[Entries for pointing and labeling]

====================

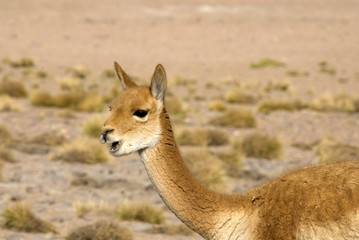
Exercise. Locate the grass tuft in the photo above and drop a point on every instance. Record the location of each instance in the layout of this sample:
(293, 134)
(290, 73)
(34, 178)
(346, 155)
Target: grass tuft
(207, 168)
(270, 106)
(174, 107)
(79, 71)
(231, 161)
(339, 103)
(324, 67)
(235, 118)
(266, 62)
(217, 105)
(13, 88)
(237, 95)
(20, 217)
(7, 105)
(92, 127)
(101, 230)
(84, 150)
(330, 151)
(74, 99)
(21, 63)
(171, 229)
(140, 212)
(191, 137)
(261, 146)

====================

Written problem:
Reproduce all the rows above with their requests but without the pictures. Scale every answer coordinate by 2.25 and round to whole numbers (halves up), leaving the numbers in the requests unchanged.

Response for this exercise:
Exercise. Locate the grass tuft in the photo above and drop a point on every instance. Record the location of each instance in the layout of this sample:
(293, 134)
(290, 73)
(34, 178)
(346, 155)
Target: grass tuft
(466, 378)
(608, 239)
(392, 241)
(178, 160)
(520, 362)
(763, 232)
(729, 151)
(529, 266)
(599, 140)
(488, 236)
(29, 198)
(533, 214)
(45, 488)
(16, 236)
(207, 286)
(227, 518)
(189, 338)
(743, 340)
(167, 223)
(47, 142)
(385, 515)
(315, 477)
(430, 308)
(587, 329)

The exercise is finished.